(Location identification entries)

----------

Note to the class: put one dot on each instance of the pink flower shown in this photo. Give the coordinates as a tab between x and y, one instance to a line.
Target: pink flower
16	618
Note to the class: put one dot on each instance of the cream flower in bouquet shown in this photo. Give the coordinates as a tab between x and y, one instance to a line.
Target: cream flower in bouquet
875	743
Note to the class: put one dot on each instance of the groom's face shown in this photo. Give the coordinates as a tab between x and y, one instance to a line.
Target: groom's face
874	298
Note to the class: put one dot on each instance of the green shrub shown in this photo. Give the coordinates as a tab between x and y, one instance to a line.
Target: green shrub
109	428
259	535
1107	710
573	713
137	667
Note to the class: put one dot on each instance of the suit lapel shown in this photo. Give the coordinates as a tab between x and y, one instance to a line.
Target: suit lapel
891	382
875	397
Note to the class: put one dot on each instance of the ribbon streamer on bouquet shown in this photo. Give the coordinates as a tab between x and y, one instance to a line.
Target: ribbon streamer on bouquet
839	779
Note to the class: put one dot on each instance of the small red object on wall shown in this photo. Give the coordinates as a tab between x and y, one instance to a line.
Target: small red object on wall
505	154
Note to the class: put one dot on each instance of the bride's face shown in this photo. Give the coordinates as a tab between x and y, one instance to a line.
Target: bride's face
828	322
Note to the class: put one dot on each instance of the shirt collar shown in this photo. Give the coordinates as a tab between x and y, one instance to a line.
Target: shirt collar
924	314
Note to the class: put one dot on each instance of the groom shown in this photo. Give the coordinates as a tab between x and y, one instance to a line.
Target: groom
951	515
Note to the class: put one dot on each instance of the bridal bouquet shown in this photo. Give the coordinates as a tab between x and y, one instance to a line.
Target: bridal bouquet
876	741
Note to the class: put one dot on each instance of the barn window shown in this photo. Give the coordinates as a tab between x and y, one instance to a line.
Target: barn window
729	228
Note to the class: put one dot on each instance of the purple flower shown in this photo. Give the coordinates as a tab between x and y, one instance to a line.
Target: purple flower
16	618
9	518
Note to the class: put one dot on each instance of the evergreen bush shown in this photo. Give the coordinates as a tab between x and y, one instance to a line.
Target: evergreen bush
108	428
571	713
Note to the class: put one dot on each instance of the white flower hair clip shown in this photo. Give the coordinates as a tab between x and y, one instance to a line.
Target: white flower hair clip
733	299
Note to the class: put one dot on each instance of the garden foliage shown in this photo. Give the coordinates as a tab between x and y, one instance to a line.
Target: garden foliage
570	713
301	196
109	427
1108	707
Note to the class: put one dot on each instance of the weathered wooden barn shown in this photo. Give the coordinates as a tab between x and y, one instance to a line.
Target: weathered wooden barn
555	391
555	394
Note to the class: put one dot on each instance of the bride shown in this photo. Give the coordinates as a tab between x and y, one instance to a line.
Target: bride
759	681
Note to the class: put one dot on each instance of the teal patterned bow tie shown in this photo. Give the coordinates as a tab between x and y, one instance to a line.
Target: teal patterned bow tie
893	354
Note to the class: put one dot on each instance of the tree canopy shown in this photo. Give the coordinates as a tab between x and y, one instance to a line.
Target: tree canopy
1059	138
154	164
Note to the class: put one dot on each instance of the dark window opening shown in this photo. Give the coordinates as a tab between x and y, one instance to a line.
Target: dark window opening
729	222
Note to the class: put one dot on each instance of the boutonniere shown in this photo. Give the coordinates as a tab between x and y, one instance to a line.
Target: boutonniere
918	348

----------

### What you should do
Word for word, quote the lines from the line containing "of the garden" through the end of the material, both included, and nothing else.

### Exercise output
Note to the class: put one dot on each instance of the garden foliage shown in this photo. Give the coordinates as a tab between x and y, one instance to a line.
Target: garden foliage
570	713
301	196
109	427
1108	707
Note to the class: put one dot on each instance of the weathered wooden barn shown in this photo. Give the coordinates as a tab between x and y, one instance to a line.
Target: weathered wooden barn
555	391
555	394
Note to the class: put one dot on each instance of the bride shown in this photo. Give the coordinates as a tab between x and y, one instance to a line.
Target: bride
759	681
Note to the class: put one dot on each instance of the teal patterned bow tie shown in this photo. Give the coordinates as a tab between x and y, one instance to a line.
Target: teal patterned bow tie
893	354
Note to the class: put one dot on each instance of the tree canopy shown in this photo. Give the coordinates as a tab between x and y, one instance to a line.
Target: tree canopy
1059	138
154	164
Note to the class: put one dot on each instance of the dark window opening shown in this photo. Give the coordinates as a tab between x and y, one instance to a line.
Target: dark window opening
729	222
Note to the class: put one dot on each instance of the boutonniere shown in this photo. Give the coordinates as a tab between x and y, one instance to a line.
Target: boutonniere
918	348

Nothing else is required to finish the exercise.